Retype exactly the lines below, beginning with the first and ending with the line where "Target: cat's tail" appears.

::: THE DATA

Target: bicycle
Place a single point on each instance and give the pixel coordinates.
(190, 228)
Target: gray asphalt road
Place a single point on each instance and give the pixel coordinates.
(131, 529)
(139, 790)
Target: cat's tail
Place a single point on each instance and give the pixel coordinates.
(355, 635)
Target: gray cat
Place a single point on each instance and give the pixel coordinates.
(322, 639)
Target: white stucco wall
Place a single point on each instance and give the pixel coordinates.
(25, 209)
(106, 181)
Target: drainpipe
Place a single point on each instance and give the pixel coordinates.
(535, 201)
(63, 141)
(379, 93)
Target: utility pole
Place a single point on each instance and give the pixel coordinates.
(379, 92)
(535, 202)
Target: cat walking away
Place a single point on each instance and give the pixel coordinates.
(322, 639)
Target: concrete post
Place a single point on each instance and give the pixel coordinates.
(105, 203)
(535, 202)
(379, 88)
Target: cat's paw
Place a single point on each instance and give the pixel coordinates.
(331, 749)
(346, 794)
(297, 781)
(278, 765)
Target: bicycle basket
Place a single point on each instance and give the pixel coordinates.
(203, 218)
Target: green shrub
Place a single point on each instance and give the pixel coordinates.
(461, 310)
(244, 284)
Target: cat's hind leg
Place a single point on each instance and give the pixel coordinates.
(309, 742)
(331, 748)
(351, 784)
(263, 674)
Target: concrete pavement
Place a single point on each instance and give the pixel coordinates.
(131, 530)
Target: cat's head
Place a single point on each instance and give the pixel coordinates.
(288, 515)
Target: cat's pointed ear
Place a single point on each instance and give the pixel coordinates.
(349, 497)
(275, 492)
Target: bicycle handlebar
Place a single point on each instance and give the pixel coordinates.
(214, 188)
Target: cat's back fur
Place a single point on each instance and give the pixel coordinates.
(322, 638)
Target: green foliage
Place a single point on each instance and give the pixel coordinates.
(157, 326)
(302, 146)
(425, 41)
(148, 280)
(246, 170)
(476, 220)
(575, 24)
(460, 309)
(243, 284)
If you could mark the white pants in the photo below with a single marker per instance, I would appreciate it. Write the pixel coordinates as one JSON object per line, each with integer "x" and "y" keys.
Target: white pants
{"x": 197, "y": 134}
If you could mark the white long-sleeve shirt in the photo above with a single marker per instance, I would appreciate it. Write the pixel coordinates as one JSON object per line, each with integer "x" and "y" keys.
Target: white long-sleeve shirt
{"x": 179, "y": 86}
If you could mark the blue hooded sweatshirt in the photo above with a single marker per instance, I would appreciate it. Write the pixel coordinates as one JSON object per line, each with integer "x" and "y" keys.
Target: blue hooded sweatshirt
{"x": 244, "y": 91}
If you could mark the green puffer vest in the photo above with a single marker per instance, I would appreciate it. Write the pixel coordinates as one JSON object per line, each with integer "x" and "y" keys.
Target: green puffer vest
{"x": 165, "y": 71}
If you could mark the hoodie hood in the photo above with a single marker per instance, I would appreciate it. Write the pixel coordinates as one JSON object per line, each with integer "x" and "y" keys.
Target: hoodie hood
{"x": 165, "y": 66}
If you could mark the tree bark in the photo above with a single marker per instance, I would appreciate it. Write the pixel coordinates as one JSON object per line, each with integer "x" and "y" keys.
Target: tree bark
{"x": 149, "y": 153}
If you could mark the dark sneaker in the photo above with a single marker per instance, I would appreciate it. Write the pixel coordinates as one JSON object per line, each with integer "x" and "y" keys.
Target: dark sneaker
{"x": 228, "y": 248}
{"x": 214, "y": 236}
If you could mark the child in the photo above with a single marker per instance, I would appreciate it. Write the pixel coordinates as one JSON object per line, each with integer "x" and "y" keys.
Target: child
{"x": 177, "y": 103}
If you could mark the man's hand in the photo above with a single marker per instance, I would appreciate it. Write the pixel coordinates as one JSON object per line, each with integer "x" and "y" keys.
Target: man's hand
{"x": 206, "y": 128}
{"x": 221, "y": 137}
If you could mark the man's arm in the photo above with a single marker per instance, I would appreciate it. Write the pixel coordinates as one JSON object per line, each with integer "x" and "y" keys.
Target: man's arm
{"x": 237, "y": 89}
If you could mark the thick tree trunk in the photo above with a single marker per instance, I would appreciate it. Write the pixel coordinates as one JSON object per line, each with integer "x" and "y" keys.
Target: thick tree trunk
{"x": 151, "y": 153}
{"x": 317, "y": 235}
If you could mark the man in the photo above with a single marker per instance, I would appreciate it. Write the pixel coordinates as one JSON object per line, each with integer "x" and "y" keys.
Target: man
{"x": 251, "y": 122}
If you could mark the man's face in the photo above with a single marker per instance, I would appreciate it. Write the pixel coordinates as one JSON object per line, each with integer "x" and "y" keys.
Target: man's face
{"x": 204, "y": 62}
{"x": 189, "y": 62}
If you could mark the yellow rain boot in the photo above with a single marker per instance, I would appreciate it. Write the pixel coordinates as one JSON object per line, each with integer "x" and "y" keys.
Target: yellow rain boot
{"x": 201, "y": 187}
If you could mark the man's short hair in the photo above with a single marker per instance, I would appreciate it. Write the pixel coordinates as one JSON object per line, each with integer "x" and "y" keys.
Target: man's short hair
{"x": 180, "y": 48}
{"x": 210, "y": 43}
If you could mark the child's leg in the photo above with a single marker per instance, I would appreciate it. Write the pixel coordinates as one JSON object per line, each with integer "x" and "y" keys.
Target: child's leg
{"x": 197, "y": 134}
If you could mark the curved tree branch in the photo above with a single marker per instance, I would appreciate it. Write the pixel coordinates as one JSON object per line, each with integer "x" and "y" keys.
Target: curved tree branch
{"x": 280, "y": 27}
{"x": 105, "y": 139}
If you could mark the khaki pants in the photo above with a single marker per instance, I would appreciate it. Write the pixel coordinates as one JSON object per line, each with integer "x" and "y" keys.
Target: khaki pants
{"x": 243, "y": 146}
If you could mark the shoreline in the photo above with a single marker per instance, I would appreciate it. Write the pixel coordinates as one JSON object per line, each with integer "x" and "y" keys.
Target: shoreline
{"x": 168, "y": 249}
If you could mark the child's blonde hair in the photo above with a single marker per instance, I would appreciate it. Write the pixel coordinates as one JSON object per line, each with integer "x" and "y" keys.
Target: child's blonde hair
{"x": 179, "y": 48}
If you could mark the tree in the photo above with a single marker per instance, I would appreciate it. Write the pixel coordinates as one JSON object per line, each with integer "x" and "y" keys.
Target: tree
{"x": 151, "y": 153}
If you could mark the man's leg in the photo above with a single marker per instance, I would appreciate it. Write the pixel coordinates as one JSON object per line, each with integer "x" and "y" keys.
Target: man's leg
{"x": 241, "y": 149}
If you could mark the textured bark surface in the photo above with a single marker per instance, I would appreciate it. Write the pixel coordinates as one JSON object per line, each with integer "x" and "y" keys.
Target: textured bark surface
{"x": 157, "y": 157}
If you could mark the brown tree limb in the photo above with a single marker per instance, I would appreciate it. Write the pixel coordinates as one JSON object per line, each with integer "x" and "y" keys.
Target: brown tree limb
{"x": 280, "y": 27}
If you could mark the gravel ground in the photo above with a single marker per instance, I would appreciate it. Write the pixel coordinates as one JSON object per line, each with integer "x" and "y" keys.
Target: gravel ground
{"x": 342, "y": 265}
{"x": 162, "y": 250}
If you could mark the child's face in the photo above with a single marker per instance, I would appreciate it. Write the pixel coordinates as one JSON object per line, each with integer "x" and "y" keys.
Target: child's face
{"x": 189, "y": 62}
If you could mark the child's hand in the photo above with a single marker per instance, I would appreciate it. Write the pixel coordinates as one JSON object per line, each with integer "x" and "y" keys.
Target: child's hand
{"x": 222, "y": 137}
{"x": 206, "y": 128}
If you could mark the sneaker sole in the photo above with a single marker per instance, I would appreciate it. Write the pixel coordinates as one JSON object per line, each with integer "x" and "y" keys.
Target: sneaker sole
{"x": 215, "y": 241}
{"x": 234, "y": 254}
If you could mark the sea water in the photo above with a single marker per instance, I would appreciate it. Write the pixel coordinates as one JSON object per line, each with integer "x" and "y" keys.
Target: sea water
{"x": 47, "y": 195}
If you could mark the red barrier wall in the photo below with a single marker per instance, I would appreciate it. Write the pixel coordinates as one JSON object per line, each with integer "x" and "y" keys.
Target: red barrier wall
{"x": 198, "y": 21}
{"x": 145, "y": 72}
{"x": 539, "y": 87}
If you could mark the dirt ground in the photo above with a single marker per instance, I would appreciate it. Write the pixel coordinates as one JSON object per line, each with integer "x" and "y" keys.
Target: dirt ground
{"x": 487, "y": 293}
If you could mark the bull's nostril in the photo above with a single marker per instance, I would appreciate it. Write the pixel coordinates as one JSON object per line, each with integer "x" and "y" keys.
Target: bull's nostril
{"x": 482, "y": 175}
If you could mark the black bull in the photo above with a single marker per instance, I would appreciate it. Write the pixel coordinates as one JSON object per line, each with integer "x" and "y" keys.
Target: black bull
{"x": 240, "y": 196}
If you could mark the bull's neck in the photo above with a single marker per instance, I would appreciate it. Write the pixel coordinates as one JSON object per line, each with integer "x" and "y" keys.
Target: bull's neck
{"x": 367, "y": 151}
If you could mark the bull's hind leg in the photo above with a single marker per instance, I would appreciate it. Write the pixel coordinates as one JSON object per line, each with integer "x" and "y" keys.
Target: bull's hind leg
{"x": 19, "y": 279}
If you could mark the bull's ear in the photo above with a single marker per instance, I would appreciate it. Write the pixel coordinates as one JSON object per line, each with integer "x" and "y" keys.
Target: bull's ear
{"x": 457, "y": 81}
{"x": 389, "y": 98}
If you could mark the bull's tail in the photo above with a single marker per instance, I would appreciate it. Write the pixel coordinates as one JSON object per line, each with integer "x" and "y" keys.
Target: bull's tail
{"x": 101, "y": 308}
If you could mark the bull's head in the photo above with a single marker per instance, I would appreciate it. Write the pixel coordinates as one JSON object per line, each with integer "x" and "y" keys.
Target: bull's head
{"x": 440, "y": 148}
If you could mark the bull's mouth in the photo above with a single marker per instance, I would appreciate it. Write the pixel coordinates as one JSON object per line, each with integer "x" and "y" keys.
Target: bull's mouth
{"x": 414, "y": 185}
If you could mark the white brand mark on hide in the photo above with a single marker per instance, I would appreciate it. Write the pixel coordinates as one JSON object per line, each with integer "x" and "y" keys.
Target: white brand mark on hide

::::::

• YOUR SOLUTION
Target: bicycle
Place a single point on each instance and give the pixel coordinates.
(190, 228)
Target: gray asphalt road
Place a single point on each instance and give the pixel coordinates.
(131, 529)
(139, 790)
Target: cat's tail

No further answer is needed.